Outro renomado cineasta brasileiro, Kleber Mendonça Filho, de O Som ao Redor (2014), Aquarius (2016) e Bacurau (2019), endossa a importância da presença de Petra no Oscar: “O governo brasileiro enlouqueceu, utilizando sua máquina de comunicação contra um filme e uma cineasta. Incrível divulgação e prestígio para a produção original Netflix já que a corrida pelo Oscar encerra na quinta-feira”. Por Bacurau, Kleber ganhou o Prêmio do Júri em Cannes. Agora, o cineasta foi indicado para compor o júri no Festival de Berlim.

Autoritarismo

Nesses dias que antecedem a noite da distribuição das estatuetas, que ocorre no próximo domingo (9) – a entrega dos votos dos membros da Academia será feita até a meia-noite de hoje (5, horário de Los Angeles) –, a diretora realiza turnê por diferentes veículos de imprensa nos Estados Unidos. Em foco, uma visão ácida sobre a morte das democracias no atual momento político e as artimanhas e armas de correntes políticas autoritárias para impor suas agendas econômicas neoliberais agressivas e ultraconservadoras no setor cultural.

Ainda no ano passado, o cineasta Spike Lee destacou a importância de Democracia em Vertigem durante exibição do documentário no Museu de Arte Moderna de Nova York. “Esse filme, do grande país Brasil, nos dá um outro olhar para a ascensão do fascismo. Que é global. E liderado pelo ‘agente laranja' (eu não o chamo pelo nome)”, disse o cineasta norte-americano. Assista:

O exemplo de Petra para revelar os perigos que rondam as democracias é o brasileiro. Seu documentário, reconhecido e premiado, faz uma pintura do cenário político brasileiro. Do contexto golpista em 2016, que impediu uma presidenta democraticamente eleita (Dilma Rousseff) de cumprir seu mandato, até a eleição de um representante da extrema-direita, Jair Bolsonaro, que frequentemente desrespeita a liberdade de imprensa e as instituições e ataca com voracidade a cultura de seu próprio país.

Mas como um país em processo de construção democrática, de busca por estabilidade e justiça social, caiu nas mãos da extrema-direita? Petra pincela, ao falar sobre seu filme para a CNN: “Ele fala sobre o fenômeno global de como as democracias morrem hoje em dia. Não com tanques, não com militares assumindo o poder, mas com a erosão das instituições e a disseminação de fake news via campanhas massivas em redes sociais”.

— Registros de uma fonte de dados —
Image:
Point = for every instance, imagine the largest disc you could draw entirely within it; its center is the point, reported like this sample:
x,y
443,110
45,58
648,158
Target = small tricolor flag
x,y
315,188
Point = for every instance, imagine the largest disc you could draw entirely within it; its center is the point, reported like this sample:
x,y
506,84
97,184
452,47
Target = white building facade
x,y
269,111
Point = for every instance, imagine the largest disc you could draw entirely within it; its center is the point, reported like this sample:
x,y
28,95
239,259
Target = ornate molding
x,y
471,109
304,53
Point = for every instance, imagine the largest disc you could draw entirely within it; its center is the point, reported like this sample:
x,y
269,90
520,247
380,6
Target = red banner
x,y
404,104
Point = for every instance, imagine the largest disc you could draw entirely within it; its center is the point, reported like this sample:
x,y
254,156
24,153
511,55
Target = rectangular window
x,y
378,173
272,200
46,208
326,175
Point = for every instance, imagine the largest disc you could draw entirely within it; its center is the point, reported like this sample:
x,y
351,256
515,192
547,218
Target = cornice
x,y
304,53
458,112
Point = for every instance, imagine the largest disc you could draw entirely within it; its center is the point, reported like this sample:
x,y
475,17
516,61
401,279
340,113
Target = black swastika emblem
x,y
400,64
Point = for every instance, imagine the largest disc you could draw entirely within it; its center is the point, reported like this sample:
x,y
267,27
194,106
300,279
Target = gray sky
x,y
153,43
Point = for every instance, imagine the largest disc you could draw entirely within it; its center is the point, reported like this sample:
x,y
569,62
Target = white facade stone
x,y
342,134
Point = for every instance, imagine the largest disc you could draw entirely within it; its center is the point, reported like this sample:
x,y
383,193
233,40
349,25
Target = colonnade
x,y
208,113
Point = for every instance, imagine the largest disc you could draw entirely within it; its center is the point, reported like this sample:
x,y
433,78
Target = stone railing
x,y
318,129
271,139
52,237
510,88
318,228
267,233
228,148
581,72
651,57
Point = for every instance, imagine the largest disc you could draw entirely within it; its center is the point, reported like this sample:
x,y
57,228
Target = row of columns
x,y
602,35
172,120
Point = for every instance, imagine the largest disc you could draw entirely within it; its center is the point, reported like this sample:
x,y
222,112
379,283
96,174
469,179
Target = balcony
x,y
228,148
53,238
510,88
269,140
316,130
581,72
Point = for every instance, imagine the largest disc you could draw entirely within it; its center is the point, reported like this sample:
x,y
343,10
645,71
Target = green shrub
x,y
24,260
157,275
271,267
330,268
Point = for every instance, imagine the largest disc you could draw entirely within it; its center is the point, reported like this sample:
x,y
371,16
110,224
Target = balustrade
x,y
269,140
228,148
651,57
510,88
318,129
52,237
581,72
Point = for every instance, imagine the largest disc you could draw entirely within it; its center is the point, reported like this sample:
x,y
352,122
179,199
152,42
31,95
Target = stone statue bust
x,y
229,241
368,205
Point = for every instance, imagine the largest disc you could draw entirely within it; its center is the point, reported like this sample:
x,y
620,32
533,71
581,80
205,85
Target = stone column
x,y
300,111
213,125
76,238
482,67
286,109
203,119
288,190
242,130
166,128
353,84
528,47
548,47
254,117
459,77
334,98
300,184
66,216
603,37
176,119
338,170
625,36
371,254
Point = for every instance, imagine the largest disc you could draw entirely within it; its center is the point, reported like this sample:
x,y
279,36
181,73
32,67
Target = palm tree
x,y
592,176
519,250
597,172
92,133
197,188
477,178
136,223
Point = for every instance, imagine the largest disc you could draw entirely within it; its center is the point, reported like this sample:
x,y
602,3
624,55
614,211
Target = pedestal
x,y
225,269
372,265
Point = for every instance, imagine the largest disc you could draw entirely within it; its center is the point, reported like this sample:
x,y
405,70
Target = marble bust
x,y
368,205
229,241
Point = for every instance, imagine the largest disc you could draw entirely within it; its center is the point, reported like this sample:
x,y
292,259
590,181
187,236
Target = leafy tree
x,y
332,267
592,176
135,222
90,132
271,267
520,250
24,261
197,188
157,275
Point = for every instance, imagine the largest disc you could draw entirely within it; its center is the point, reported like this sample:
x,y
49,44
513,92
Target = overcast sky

— OBJETIVO 1 —
Retorne todas as linhas que contêm a palavra "facade".
— OBJETIVO 2 —
Dê sequência ao texto sobre o documentário de Petra e o Oscar, começando logo após a última frase apresentada.
O texto e as linhas não têm relação entre si.

— RESPOSTA 1 —
Target = white building facade
Target = white facade stone

— RESPOSTA 2 —
Os cães ladram

As denúncias e a voz empoderada de Petra provocaram uma onda de ataques de hordas bolsonaristas, que mantém um forte esquema de milicias digitais para difamar inimigos. Ironicamente, utilizam de mentiras para acusar Petra de “disseminar fake news” a partir de sua visão de mundo impressa no documentário. Os ataques também vieram de órgãos do governo aparelhados pela ideologia de extrema-direita. Petra deixa a reflexão provocativa: “Os cães ladram, é sinal que…

Em resposta ao mais recente ataque, que veio ontem (4), do perfil oficial da Secretaria de Comunicação do governo Bolsonaro no Twitter, Petra comentou: “O governo usou o perfil da secretaria para me atacar, me chamando de ‘anti-patriota’. Este é outro passo em direção ao autoritarismo. Não podemos permanecer calados”.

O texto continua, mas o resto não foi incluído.